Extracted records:

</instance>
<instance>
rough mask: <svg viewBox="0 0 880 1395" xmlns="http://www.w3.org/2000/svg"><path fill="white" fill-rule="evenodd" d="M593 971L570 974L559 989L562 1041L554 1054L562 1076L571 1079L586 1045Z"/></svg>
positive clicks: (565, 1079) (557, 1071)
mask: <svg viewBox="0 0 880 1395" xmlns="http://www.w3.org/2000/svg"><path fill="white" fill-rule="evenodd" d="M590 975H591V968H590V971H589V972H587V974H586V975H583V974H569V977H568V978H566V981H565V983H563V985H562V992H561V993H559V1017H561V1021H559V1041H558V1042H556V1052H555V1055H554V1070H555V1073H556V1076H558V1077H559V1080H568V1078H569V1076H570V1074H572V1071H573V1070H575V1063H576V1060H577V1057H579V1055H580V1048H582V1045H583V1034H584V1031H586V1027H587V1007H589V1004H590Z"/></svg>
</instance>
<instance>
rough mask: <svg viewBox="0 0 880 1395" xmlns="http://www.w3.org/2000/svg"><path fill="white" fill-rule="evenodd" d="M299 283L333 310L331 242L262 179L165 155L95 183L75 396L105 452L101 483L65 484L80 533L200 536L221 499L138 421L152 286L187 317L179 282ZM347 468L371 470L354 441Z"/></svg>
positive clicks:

### Problem requirements
Reproduce word for word the entries from their first line through the line that contains "positive clicks: (565, 1079) (557, 1071)", including that line.

### Solution to this exercise
</instance>
<instance>
rough mask: <svg viewBox="0 0 880 1395" xmlns="http://www.w3.org/2000/svg"><path fill="white" fill-rule="evenodd" d="M593 971L570 974L559 989L562 1041L554 1054L562 1076L571 1079L586 1045Z"/></svg>
positive clicks: (565, 1079) (557, 1071)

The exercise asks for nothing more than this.